TASK.
Collect all lines containing the word "window" from the data.

Items from a dataset.
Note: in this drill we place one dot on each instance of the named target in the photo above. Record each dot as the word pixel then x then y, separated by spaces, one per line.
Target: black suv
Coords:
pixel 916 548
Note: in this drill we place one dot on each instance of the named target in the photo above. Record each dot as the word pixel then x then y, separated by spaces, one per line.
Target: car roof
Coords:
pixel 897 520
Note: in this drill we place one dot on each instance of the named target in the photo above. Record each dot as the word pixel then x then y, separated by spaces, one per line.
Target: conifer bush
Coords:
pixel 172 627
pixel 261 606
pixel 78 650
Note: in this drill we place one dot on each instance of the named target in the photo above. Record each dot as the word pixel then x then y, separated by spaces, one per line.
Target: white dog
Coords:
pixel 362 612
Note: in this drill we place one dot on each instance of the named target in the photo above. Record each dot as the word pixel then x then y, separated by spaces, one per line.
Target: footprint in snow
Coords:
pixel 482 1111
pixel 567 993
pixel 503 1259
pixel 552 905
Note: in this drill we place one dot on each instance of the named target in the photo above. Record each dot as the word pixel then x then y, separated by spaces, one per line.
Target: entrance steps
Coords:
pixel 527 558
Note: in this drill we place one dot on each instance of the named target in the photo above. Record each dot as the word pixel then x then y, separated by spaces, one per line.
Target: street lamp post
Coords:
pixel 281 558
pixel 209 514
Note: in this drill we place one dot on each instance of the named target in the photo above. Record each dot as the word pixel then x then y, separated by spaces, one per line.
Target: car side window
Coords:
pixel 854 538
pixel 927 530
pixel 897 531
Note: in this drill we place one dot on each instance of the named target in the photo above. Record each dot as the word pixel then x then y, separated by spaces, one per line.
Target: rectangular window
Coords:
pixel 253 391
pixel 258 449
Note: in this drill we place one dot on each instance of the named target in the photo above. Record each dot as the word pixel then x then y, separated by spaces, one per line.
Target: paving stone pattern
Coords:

EXERCISE SOLUTION.
Target: car side window
Target: rectangular window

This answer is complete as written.